● **Document extract**

[START]

“Time without attention is worthless, so value attention over time.” Tim Ferris
I suggest starting with your personal experience with the new paradigm because until you have tried it and seen the results for yourself it will be difficult for you to think about how it applies to building products and services for your customers.
As I’ve written earlier I think the foundation survival skill in the age of infinite input is HOMING. This is the ability to search efficiently and have a nose for what is meaningful in what you find during that search.
What we need to do is couple homing with what Tim Ferris in his book The 4-Hour Workweek calls “a low information diet.”
“Ignorance may be bliss, but it is also practical. It is imperative that you learn to ignore or redirect all information and interruptions that are irrelevant, unimportant, or unactionable. Most are all three.
The first step is to develop and maintain a low-information diet. Just as modern man consumes both too many calories and calories of no nutritional value, information workers eat data both in excess and from the wrong sources.” p 83
Change your paradigm and you can change your behavior and go a long way towards solving the problem.
Now Go Try It
What does this look like? Here are some suggestions if you want to develop the habit of mind of seeking out information when it is actionable rather than endlessly scanning and hoarding.

[END]

● **Data section**

[START]

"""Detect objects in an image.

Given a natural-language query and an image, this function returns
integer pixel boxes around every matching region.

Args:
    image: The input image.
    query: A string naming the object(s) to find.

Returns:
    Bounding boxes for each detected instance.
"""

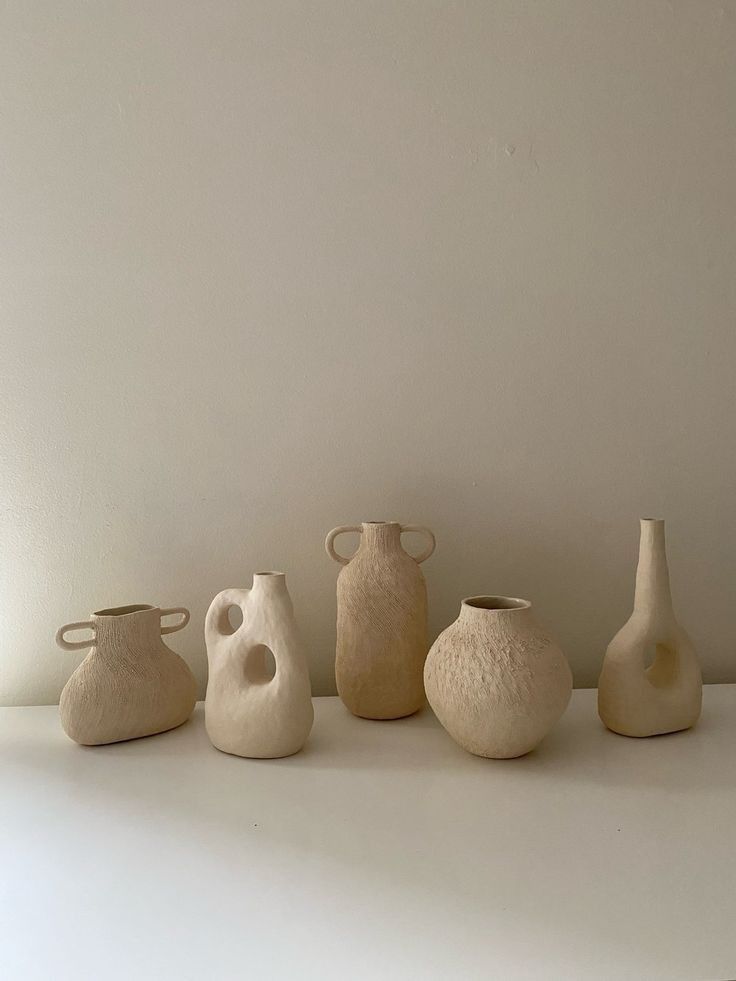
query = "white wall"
[0,0,736,703]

[END]

● **Problems**
1. In the passage on the low-information diet, which kinds of information and interruptions does the quoted book say to ignore or redirect?
2. Continue the passage on the low-information diet from the point where it stops.

● **Outputs in order**
1.
Irrelevant
Unimportant
Unactionable

2.
Some of these ideas are going to look pretty weird because your paradigm has been constructed around the old paradigm. Try them for a week or two and see what the consequences are. Does anything happen where you can’t get information you need? Do you have more time for your family or other interests? Does your stress level come down?
Learn to use the advanced search features of Google (or the search engine of your choice). Knowing how to make a haystack into a molehill is the best way to free yourself. It will build the confidence that you can find what you need exactly when you need it. Without this confidence you will never be comfortable dropping scanning and hoarding.
{Update} Build your network. Access to experts when you need them is another part of the puzzle. Call your friends, email old colleagues, attend industry events. Also, invest a little time in LinkedIn and Facebook and see which works best for you. I use LinkedIn for professional connections and Facebook for personal.
Cancel half your magazines – then all of them. Almost all magazines have on-line versions that are easier to access, have live links to deeper information if you are interested, and are easily found with a quick search when the topic will make a difference in your day.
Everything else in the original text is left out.